木曜日, 4月 19, 2007

黒目川散歩 Ⅱ;黒目川を新河岸川へと下る

黒目川散歩の2回目。前回は、思わぬ展開で出水川から黒目川源流点へと歩くことになった。今回は、出水川と黒目川の合流点から黒目川を下流に向かい、新河岸川との合流点へと向かうことにする。途中、ちょっと野火止用水の走る台地に登り、地形のうねりを少々実感したい、とも思う。



本日のルート:平成橋付近(出水川と黒目川の合流)>黒目川>東京コカコーラ・ボトリング多摩工場>上落馬橋・小金井街道>中橋>曲橋>大円寺>子の神社>小山台遺跡公園>小山緑地保全地域>野火止用水>西武池袋線>氷川台緑地保全地域>黒目川筋>厳島神社>門前大橋>浄牧院>門前大橋>黒目川筋>平和橋>神山大橋>宝泉寺>昭和橋>黒目橋>落合川との合流>栗原橋>貝沼橋>馬喰橋>川筋を離れ36号・保谷志木線>新座市歴史民俗史料館>産業道路交差>関越自動車道交差>黒目川筋に戻る・大橋>市場坂通り>市場坂橋>山川橋>陸上自衛隊朝霞演習場の台地下>川越街道と交差・新座大橋>川越街道>朝霞警察署前交差点>幸町3丁目>朝霞中央公園入口>青葉台公園脇>朝霞市役所前交差点>東武東上線・朝霞駅


西武・多摩湖線の荻山駅
西武・多摩湖線の荻山駅。例によって、出発時間が遅く、到着は1時過ぎ。合流点までの時間をセーブするためバスを探す。が、それらしき路線は、なし。ということで、合流点近くの「都大橋」までタクシーに。都大橋から少し下り、新小金井街道との交差手前の合流点に。ここから本日の散歩スタート。

平成橋下に「黒目川雨水幹線」の合流部
平成橋の下に開口部。先回の散歩でメモした「黒目川雨水幹線」の合流部、とか。川と野火止台地の間には下里本邑遺跡公園がある。結構大きな公園。旧石器から奈良・平安までの遺跡が残る。降馬橋を越えると川の東側に東京コカコーラ・ボトリングの多摩工場。ここからも浄化処理された水が排水される。黒目川の水源のひとつ、と言ってもいい、か。

大円寺
小金井街道に架かる上落馬橋を越える。中橋、曲橋を越えると大円寺。落ち着いた、いいお寺さま。馬頭観世音塔で知られる。道標も兼ねており、板橋・八王子・四谷・川越へとそれぞれ5里の距離にあるので、「ゴリゴリ馬頭」とも呼ばれる。

**データの抜粋**
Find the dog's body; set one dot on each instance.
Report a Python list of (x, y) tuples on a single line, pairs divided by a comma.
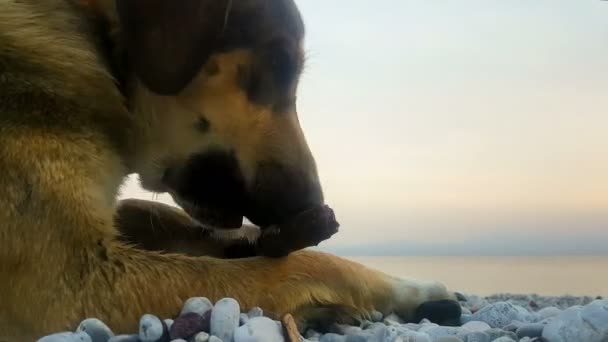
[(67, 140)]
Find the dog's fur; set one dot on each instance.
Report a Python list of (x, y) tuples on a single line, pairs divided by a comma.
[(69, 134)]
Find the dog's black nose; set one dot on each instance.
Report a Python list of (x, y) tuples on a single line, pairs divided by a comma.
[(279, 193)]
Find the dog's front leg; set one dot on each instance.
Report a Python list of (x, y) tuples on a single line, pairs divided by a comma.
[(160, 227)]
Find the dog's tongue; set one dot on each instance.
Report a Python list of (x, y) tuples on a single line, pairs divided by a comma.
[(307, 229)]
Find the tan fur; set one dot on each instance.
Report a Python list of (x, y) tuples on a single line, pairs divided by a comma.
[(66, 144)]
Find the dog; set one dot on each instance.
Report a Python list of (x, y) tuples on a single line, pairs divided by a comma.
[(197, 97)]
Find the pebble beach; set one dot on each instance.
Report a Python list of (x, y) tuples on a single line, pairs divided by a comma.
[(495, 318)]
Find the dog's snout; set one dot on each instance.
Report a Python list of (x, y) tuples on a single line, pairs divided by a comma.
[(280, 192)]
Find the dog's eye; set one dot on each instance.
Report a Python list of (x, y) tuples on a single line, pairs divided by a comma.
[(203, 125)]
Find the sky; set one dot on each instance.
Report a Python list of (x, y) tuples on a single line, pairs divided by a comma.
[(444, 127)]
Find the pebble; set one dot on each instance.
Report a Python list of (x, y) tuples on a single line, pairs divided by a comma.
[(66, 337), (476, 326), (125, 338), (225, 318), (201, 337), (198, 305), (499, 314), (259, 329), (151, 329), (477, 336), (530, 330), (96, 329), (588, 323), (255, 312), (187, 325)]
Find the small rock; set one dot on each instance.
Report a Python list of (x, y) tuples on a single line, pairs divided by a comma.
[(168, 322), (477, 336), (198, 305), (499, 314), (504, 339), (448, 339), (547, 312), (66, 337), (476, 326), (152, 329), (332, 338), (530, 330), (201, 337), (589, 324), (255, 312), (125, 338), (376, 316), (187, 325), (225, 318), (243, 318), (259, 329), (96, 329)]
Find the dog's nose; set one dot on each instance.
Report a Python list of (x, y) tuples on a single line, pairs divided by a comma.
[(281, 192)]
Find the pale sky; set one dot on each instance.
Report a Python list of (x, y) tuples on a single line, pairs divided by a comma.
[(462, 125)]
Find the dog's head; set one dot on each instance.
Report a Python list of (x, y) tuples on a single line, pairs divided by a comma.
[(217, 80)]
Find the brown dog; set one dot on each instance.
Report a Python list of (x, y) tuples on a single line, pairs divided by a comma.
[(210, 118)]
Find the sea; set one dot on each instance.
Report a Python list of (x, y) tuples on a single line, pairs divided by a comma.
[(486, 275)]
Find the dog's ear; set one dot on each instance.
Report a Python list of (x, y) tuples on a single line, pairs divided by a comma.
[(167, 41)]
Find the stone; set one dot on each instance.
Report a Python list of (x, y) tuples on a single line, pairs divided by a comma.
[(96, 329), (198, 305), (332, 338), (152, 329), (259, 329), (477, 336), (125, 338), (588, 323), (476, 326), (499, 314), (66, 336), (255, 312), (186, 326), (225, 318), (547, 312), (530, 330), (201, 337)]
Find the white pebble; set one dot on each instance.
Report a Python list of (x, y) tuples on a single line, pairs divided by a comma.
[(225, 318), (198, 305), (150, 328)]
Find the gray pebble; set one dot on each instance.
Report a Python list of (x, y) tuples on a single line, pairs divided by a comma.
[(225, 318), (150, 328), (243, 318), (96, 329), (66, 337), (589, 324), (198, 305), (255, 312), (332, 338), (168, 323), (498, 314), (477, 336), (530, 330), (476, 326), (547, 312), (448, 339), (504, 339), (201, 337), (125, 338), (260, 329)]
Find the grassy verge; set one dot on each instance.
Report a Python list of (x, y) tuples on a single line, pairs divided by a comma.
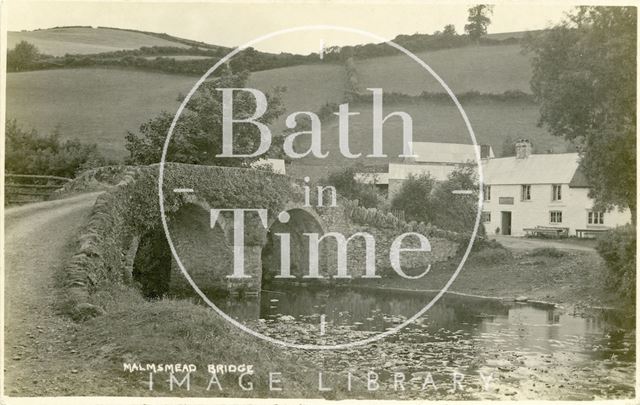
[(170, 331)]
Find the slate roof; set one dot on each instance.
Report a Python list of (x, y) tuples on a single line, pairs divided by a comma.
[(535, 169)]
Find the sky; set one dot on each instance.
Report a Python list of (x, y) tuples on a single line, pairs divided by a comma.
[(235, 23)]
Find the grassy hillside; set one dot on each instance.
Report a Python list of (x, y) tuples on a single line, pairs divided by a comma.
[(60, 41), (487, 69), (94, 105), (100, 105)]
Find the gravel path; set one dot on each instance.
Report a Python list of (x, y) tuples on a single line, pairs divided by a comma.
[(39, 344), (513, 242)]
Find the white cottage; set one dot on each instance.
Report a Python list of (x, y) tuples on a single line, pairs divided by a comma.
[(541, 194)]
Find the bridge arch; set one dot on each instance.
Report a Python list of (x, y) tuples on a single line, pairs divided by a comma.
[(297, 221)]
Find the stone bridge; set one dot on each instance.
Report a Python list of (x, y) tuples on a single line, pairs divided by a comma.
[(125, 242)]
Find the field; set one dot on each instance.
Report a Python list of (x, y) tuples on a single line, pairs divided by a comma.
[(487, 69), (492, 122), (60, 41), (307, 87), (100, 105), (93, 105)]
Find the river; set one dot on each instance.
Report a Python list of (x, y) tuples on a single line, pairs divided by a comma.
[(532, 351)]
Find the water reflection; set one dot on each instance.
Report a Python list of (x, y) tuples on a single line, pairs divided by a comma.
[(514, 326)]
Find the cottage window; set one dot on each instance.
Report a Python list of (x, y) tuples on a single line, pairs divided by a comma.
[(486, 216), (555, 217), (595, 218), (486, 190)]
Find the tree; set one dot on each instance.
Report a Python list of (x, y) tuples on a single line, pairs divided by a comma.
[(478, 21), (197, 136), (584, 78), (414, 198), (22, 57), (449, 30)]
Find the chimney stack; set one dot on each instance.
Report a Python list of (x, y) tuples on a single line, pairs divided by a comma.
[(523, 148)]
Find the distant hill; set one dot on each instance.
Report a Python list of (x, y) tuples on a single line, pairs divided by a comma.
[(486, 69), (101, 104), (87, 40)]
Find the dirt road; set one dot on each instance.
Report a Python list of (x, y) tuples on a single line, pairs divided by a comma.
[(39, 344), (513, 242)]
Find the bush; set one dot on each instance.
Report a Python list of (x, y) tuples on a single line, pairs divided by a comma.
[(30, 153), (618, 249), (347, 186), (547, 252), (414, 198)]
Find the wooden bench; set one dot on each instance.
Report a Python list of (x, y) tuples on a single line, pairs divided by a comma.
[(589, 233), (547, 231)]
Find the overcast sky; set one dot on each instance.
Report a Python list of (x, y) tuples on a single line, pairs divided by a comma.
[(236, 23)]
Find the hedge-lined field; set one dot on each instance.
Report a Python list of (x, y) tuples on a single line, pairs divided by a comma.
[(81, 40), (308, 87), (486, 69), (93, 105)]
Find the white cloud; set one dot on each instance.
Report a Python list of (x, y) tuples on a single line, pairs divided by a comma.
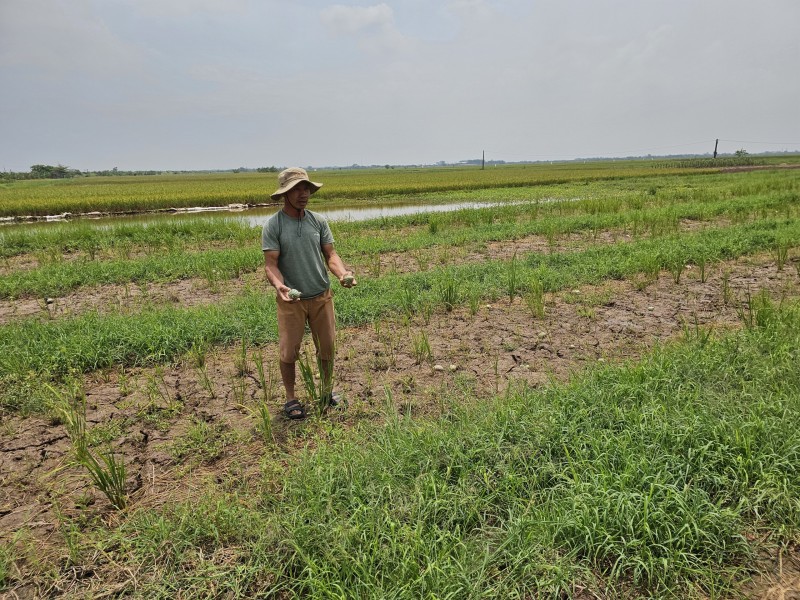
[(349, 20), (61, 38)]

**やること**
• a. 黒目川散歩の文章によると、大円寺の馬頭観世音塔が「ゴリゴリ馬頭」と呼ばれるのはなぜですか。1～3文で説明してください。
• b. 黒目川散歩の文章のうち、「本日のルート:平成橋付近(出」から「ここから本日の散歩スタート。」までを、最後の部分も含めて正確に打ち直してください。
一覧は見なくても大丈夫です。

**答えの例**
• a. 馬頭観世音塔は道標も兼ねていて、板橋・八王子・四谷・川越のどこへもそれぞれ5里の距離にあるからです。

• b.
本日のルート:平成橋付近(出水川と黒目川の合流)>黒目川>東京コカコーラ・ボトリング多摩工場>上落馬橋・小金井街道>中橋>曲橋>大円寺>子の神社>小山台遺跡公園>小山緑地保全地域>野火止用水>西武池袋線>氷川台緑地保全地域>黒目川筋>厳島神社>門前大橋>浄牧院>門前大橋>黒目川筋>平和橋>神山大橋>宝泉寺>昭和橋>黒目橋>落合川との合流>栗原橋>貝沼橋>馬喰橋>川筋を離れ36号・保谷志木線>新座市歴史民俗史料館>産業道路交差>関越自動車道交差>黒目川筋に戻る・大橋>市場坂通り>市場坂橋>山川橋>陸上自衛隊朝霞演習場の台地下>川越街道と交差・新座大橋>川越街道>朝霞警察署前交差点>幸町3丁目>朝霞中央公園入口>青葉台公園脇>朝霞市役所前交差点>東武東上線・朝霞駅


西武・多摩湖線の荻山駅
西武・多摩湖線の荻山駅。例によって、出発時間が遅く、到着は1時過ぎ。合流点までの時間をセーブするためバスを探す。が、それらしき路線は、なし。ということで、合流点近くの「都大橋」までタクシーに。都大橋から少し下り、新小金井街道との交差手前の合流点に。ここから本日の散歩スタート。